Requirement
Your task is to copy each line of the material below that includes "distant".

Entries provided
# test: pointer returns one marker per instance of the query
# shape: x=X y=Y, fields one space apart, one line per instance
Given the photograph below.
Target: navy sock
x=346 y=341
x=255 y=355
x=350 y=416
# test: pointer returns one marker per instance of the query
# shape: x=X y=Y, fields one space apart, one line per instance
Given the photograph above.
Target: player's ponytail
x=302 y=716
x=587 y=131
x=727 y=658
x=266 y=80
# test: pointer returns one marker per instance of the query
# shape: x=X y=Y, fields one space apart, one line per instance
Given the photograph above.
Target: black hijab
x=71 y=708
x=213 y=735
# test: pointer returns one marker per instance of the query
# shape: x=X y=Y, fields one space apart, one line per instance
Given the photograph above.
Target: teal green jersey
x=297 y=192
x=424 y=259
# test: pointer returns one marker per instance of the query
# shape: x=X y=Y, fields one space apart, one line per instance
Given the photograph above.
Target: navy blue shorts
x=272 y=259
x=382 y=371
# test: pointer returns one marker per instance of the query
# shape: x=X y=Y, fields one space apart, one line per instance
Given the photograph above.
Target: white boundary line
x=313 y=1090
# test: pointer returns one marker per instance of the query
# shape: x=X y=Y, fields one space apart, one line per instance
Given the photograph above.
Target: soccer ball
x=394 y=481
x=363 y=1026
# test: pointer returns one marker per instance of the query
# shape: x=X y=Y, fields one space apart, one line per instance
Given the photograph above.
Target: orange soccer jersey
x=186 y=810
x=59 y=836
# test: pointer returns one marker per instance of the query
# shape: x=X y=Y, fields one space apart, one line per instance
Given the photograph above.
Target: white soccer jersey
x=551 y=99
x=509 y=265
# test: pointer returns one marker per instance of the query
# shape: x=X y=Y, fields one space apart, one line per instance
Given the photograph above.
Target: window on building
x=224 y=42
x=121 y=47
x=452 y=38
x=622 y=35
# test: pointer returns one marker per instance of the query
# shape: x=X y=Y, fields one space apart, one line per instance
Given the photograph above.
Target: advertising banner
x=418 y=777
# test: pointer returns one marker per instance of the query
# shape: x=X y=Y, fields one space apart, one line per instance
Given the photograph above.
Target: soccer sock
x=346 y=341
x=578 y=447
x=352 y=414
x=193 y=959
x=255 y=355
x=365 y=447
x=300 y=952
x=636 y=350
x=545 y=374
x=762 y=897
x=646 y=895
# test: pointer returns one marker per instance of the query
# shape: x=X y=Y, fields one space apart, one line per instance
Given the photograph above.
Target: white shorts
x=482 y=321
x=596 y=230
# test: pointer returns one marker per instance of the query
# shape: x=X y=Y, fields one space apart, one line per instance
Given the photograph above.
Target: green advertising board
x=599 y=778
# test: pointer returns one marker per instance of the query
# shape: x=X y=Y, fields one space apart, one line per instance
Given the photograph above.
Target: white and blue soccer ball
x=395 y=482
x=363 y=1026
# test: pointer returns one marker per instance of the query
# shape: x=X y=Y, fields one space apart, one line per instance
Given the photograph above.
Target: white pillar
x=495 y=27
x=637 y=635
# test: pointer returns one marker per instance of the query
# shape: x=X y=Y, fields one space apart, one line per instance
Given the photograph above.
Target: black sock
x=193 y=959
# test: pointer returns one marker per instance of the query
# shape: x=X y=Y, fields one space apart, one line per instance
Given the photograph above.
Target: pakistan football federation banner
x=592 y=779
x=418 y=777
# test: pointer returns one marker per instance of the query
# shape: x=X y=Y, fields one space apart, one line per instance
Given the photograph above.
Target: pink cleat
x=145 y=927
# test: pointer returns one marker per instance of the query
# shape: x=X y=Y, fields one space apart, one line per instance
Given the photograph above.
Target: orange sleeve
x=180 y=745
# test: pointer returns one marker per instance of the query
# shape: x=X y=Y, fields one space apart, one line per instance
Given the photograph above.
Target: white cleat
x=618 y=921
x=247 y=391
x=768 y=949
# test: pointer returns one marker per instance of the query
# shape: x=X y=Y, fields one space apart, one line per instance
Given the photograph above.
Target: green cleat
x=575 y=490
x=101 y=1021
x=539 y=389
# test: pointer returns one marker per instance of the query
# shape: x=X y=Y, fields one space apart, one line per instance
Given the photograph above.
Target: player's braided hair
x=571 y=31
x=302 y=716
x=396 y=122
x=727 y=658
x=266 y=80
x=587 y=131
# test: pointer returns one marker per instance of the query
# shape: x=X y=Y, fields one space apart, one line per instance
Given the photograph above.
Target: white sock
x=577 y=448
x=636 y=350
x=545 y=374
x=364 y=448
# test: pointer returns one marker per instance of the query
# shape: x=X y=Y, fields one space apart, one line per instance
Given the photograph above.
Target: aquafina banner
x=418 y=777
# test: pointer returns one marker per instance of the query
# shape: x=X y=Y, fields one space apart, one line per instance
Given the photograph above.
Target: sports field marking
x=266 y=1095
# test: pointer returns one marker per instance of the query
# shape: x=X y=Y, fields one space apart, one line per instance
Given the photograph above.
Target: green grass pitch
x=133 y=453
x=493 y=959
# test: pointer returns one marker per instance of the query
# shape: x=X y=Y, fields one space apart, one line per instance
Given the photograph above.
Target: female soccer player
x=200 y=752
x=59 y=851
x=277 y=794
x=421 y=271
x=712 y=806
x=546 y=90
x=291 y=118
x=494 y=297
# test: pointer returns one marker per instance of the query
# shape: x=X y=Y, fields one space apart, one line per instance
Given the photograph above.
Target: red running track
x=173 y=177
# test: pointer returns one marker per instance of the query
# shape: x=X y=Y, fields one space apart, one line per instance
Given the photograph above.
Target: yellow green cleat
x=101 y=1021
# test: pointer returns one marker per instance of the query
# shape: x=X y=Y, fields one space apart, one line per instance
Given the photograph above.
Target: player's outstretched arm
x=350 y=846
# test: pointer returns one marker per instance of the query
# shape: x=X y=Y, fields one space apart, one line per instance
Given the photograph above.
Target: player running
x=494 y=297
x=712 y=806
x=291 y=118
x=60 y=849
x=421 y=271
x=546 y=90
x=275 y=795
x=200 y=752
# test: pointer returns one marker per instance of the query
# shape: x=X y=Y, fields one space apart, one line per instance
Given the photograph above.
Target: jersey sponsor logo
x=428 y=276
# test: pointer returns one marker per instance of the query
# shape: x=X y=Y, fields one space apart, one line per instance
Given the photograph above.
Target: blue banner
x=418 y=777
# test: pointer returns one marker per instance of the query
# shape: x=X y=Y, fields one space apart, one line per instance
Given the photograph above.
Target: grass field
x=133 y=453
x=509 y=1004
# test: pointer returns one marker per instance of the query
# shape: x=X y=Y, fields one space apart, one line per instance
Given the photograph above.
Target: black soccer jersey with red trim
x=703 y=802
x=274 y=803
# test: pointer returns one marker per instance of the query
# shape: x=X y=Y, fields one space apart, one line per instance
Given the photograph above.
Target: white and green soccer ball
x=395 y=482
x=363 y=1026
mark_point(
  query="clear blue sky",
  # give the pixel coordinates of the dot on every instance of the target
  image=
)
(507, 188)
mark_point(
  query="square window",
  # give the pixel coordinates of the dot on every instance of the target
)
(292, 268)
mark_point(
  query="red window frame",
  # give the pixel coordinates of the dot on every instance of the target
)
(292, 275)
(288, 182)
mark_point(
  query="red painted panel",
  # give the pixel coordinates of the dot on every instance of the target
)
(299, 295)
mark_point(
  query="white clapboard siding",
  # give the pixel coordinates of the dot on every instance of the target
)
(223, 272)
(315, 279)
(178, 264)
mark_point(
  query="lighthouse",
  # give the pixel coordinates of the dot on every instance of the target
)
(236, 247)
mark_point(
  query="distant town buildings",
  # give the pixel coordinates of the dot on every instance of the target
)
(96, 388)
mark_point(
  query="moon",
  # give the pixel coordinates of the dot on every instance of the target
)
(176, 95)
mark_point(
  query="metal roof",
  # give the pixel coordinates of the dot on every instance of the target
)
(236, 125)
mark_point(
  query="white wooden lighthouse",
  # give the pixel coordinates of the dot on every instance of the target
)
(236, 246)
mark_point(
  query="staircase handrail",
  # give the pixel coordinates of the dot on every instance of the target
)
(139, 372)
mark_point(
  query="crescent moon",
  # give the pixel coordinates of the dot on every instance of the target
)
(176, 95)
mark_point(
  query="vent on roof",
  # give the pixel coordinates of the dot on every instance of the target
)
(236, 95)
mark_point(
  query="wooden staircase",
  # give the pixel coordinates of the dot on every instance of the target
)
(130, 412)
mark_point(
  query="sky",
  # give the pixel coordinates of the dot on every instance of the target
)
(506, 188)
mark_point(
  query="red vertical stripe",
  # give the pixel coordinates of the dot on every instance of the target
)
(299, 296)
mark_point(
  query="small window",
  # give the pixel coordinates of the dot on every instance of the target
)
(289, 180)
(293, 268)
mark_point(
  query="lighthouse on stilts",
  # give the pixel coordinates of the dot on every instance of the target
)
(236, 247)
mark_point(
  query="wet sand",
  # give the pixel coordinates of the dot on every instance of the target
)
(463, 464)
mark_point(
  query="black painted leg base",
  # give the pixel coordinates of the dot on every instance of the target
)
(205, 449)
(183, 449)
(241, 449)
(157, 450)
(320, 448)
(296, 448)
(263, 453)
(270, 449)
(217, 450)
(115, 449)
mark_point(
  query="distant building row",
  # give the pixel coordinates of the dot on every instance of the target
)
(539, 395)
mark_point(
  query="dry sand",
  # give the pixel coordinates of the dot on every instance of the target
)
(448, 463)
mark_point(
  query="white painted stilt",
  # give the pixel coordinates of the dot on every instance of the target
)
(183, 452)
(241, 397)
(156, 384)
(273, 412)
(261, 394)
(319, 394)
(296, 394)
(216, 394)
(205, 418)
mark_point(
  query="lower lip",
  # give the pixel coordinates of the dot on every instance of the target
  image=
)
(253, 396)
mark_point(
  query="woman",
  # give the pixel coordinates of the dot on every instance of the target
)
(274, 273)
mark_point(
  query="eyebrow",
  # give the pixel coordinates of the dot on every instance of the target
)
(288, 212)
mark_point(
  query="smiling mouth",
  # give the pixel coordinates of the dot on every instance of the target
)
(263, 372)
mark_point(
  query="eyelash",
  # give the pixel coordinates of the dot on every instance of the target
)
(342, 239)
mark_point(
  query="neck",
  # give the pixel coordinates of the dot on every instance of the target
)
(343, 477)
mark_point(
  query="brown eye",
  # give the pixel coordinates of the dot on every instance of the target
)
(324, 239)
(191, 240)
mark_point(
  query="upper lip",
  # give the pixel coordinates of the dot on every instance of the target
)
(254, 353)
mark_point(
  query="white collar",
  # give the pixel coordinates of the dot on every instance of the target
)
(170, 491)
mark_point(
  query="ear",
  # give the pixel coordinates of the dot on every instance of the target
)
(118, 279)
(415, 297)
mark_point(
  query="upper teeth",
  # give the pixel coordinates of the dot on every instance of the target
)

Response below
  query="distant town buildings",
  query="distant building row",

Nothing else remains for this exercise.